Let's get this out of the way: Lottery tickets, penny stocks, and multi-level marketing schemes are not reliable ways to amass a million-dollar retirement fund. Thankfully, there is one dependable strategy you can use if you have enough time on your side.

Read on to learn the three-step plan that can carry you to millionaire status by the time you retire.

1. Spend (a lot) less than you make

In the absence of incredibly good luck, you cannot amass seven-figure wealth without saving. And to save, you need to spend less than you make. 

How much less really depends on how old you are and when you want to retire.

If you're in your 20s and expect to retire in your 60s, you can probably get by if you save 10% of your salary for the next 40 years. But if your timeline is shorter, the savings percentage needs to be higher.

A woman doing calculations while looking at papers and her laptop.

Image source: Getty Images.

For some perspective, proponents of the movement called Financial Independence, Retire Early (FIRE) recommend saving at least 50% of your income. That's aggressive, and usually requires some serious lifestyle adjustments. 

But people do it, and you can, too. It comes down to what you're willing to give up today to ensure your financial security tomorrow.

2. Invest in the stock market

Your cash savings account isn't going to make you a millionaire. The returns on cash are generally lower than the rate of inflation -- which means your cash balances are losing value rather than gaining.

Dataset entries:
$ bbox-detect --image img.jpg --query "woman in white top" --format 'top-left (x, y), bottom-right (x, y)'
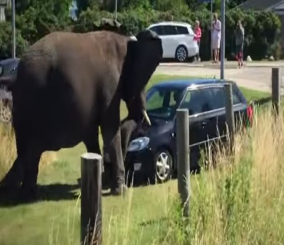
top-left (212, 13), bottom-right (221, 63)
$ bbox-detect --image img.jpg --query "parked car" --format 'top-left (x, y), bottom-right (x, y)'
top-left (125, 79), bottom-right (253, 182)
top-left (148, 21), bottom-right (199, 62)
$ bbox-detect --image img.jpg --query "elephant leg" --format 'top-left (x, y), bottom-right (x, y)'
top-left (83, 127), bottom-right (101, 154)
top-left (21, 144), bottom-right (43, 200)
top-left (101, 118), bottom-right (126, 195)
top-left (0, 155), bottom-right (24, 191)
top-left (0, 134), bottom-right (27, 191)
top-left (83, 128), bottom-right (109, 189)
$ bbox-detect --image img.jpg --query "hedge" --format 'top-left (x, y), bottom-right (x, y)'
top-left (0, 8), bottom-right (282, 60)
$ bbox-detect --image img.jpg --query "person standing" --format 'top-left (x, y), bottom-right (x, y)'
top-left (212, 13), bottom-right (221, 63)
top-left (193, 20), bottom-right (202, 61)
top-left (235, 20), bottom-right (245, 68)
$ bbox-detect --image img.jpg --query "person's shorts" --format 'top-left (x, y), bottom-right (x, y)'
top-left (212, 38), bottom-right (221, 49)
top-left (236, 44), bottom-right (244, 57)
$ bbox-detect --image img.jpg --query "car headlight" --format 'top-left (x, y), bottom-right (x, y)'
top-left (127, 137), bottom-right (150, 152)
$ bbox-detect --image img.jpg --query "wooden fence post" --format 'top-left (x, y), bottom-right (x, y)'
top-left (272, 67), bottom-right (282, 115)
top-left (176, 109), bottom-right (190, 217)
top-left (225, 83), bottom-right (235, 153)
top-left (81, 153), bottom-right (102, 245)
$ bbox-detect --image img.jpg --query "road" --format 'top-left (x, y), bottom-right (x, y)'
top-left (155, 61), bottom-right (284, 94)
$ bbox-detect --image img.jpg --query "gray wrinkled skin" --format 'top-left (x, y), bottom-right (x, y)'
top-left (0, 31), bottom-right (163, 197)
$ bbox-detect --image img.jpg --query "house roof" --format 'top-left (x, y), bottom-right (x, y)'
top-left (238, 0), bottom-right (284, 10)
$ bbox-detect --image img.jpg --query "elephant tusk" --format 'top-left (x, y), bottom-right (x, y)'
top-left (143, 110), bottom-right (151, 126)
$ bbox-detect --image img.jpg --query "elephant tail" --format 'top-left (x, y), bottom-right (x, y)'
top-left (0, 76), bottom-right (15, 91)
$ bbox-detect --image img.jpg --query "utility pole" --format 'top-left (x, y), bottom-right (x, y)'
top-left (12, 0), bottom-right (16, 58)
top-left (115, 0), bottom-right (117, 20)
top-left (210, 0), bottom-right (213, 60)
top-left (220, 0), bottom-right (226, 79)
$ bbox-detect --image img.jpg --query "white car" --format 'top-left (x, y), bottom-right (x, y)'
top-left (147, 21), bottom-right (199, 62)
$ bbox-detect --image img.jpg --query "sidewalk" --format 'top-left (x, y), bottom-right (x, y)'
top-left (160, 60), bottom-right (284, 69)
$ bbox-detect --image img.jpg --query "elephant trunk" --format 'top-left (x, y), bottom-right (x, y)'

Task requirements –
A) According to the retirement savings article, what percentage of income do proponents of the FIRE movement recommend saving?
B) Quote the stretch of the retirement savings article from "Read on to learn" through "than you make.".

Answers to the problems –
A) They recommend saving at least 50% of income.

B)
Read on to learn the three-step plan that can carry you to millionaire status by the time you retire.

1. Spend (a lot) less than you make

In the absence of incredibly good luck, you cannot amass seven-figure wealth without saving. And to save, you need to spend less than you make.